◆ Directions for this task ◆
Rewrite the data as a numbered list, leaving out blank lines. Begin at the line containing "the white ceramic", stop after the line containing "of the chopstick.", and include nothing else.

◆ Data to process ◆
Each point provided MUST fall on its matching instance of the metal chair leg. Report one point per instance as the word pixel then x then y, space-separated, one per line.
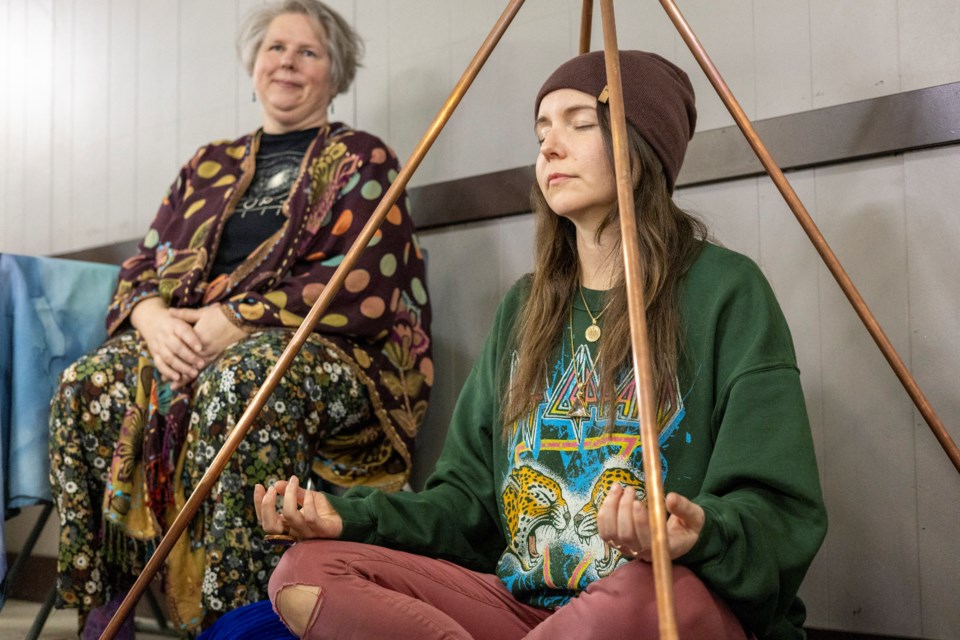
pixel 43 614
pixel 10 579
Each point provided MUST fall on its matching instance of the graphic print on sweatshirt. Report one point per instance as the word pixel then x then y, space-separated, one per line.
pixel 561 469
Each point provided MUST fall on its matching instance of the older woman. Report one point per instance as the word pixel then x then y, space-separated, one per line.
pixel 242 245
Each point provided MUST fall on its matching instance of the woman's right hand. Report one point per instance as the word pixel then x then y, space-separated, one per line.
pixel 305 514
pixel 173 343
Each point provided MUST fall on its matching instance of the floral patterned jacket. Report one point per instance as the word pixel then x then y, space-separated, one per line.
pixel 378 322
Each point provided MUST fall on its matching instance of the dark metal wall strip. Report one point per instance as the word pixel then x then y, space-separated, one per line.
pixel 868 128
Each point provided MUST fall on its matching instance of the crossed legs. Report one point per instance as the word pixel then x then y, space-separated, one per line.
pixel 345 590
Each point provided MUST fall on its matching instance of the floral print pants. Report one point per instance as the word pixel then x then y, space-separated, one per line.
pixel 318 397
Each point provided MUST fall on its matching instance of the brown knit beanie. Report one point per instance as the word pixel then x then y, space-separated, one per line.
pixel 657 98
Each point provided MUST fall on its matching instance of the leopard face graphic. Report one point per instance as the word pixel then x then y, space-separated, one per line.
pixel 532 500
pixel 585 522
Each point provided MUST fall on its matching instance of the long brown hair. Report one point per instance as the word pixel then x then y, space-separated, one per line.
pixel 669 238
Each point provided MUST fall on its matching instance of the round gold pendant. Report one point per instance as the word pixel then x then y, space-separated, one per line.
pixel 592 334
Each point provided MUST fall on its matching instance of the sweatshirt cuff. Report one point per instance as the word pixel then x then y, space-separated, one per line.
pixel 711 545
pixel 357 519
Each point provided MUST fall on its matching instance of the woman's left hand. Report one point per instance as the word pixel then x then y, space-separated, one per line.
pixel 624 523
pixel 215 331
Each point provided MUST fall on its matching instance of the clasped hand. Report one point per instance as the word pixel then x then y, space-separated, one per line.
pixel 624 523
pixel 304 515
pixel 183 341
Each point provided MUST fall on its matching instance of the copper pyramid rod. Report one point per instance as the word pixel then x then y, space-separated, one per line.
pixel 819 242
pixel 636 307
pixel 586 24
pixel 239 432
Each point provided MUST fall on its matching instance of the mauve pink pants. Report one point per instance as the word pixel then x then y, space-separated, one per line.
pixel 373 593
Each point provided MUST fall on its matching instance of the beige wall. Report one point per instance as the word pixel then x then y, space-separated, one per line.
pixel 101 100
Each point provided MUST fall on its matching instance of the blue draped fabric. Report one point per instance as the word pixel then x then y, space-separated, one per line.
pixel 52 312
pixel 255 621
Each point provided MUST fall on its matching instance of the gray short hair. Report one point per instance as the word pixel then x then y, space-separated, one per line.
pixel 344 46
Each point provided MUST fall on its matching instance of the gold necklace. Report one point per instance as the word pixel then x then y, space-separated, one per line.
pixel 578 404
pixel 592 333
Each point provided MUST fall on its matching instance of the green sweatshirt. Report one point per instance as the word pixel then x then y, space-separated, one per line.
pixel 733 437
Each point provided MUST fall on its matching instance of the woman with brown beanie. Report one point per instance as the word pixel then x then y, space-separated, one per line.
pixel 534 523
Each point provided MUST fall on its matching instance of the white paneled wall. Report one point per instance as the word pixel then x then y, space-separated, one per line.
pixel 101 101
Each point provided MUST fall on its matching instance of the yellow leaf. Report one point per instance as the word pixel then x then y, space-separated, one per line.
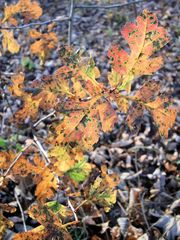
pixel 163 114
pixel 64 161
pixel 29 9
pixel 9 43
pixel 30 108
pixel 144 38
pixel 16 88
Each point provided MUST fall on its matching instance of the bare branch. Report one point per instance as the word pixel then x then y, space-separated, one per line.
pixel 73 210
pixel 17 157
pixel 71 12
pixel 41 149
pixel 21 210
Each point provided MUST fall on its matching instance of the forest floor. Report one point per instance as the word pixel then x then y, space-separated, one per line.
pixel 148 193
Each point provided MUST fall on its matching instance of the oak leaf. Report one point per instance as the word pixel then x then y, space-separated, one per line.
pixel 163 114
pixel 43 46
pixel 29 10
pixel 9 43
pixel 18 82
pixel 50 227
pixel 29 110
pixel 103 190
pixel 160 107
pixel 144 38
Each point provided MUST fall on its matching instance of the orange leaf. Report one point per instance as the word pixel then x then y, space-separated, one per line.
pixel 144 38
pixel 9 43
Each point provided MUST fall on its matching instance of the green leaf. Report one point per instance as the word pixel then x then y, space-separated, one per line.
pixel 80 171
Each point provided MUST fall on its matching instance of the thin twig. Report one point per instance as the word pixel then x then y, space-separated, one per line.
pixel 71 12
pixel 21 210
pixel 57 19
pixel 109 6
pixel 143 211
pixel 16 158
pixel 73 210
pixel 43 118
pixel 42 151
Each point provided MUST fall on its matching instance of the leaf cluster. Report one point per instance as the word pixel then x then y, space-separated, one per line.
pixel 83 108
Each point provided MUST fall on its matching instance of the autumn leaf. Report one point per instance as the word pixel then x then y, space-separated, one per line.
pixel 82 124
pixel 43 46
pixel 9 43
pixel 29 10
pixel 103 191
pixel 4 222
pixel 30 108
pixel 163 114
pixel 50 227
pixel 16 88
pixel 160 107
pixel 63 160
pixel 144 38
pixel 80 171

--

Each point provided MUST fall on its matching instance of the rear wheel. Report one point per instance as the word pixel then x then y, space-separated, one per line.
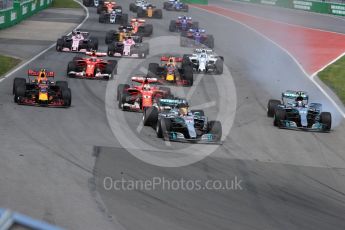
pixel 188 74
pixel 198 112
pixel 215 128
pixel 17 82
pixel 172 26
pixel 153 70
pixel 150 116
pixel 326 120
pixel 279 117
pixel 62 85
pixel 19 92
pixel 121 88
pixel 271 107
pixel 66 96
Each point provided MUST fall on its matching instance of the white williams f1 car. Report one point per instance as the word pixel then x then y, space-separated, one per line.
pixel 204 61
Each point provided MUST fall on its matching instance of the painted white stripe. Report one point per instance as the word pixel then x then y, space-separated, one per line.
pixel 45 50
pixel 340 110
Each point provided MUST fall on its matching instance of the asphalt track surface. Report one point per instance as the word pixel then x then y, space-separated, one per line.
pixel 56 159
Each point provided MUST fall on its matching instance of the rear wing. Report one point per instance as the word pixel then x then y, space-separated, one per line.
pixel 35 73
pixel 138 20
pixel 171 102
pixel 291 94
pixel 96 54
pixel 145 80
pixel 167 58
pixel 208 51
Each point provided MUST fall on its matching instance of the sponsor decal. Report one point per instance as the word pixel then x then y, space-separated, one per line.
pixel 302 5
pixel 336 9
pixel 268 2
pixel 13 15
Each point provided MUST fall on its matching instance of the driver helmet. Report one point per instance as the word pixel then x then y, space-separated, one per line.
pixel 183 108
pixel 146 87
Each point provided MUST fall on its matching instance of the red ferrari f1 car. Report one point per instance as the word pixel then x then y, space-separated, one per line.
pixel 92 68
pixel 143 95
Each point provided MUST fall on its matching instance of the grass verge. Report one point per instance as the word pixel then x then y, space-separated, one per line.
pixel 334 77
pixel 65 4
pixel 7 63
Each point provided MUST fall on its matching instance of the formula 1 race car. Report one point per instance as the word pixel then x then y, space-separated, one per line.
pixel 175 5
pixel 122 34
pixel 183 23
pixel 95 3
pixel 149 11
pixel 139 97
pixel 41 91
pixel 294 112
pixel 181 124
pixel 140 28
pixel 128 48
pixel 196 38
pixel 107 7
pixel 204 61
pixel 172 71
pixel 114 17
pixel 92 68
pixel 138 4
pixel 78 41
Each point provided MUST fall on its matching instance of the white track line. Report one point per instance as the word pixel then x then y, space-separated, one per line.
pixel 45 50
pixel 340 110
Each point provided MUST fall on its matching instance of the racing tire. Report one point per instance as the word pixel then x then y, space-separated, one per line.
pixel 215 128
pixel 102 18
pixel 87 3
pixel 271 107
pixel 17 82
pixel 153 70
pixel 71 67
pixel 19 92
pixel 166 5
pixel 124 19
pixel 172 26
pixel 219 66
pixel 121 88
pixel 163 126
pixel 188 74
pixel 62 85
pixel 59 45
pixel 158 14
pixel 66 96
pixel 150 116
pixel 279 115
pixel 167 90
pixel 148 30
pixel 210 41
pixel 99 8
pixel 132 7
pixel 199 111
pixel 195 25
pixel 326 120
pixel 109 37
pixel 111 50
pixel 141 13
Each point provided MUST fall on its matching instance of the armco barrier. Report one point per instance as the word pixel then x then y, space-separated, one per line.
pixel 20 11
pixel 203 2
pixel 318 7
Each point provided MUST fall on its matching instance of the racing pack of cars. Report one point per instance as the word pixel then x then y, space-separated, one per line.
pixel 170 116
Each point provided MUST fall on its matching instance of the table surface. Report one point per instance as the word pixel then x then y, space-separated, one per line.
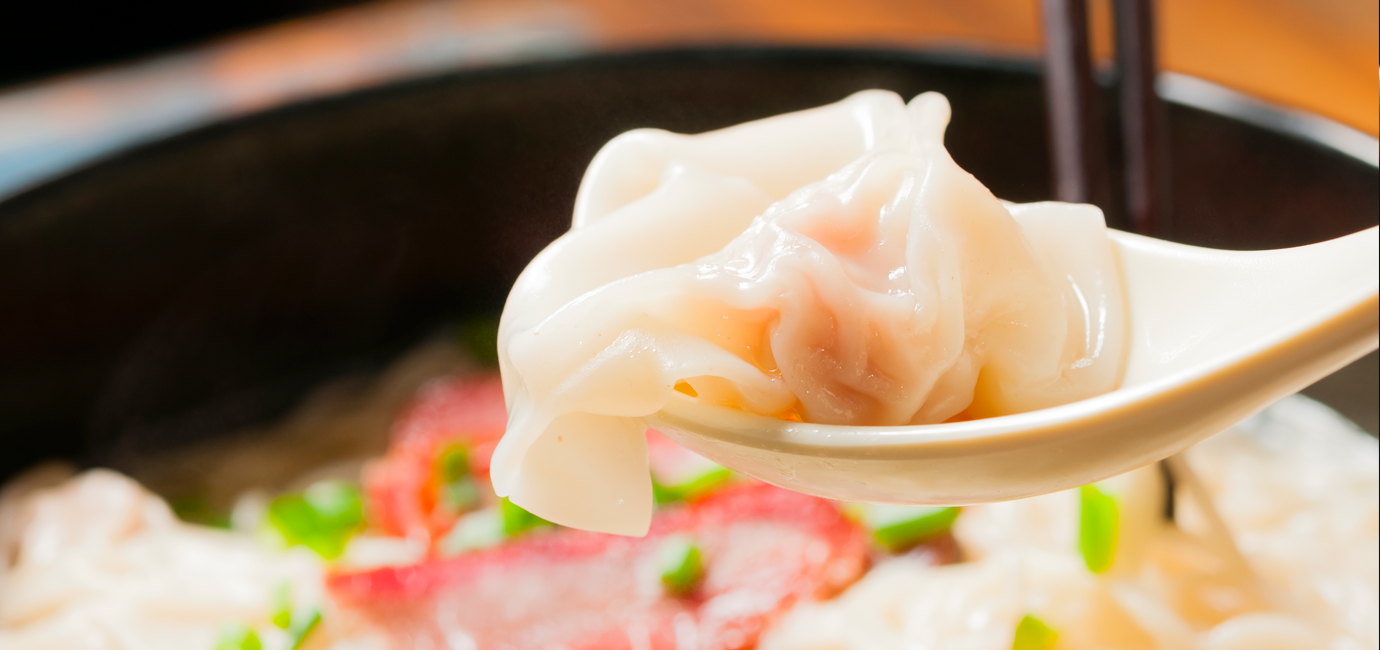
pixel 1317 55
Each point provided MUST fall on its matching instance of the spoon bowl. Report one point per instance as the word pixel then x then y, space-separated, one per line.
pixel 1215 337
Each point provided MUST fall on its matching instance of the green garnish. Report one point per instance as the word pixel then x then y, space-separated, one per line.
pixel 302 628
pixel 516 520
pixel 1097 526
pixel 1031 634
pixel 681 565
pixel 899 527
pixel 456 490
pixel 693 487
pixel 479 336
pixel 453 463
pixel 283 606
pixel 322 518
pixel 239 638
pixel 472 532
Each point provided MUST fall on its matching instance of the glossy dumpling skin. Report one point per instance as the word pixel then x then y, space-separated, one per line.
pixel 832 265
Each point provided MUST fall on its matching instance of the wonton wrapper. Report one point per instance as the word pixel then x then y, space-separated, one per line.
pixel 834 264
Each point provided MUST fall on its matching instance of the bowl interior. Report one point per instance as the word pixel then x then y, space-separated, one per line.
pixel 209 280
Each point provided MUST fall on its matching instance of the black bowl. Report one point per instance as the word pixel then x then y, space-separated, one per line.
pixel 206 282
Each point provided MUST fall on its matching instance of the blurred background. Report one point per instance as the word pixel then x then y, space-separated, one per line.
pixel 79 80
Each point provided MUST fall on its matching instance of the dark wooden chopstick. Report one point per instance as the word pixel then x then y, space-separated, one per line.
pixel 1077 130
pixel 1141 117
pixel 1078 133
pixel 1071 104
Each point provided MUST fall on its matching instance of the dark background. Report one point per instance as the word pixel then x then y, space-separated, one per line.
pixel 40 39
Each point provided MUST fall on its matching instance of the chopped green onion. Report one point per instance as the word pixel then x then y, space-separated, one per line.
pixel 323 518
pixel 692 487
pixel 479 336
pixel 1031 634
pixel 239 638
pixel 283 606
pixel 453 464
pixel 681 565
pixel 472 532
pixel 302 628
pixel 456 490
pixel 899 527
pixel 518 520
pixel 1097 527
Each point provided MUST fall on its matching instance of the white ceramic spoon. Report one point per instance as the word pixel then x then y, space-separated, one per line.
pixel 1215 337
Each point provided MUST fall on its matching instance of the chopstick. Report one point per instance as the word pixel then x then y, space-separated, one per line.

◆ Task answer ◆
1. Each point provided MUST fall on its matching instance of the white ceramic spoon. Report one point per instance as the word pixel then x then y, space-separated, one per line.
2. pixel 1215 337
3. Each point provided MUST fall on its matching instance of the chopstick. Report one point per instance as the word pixel then x then y, space-separated, one per line.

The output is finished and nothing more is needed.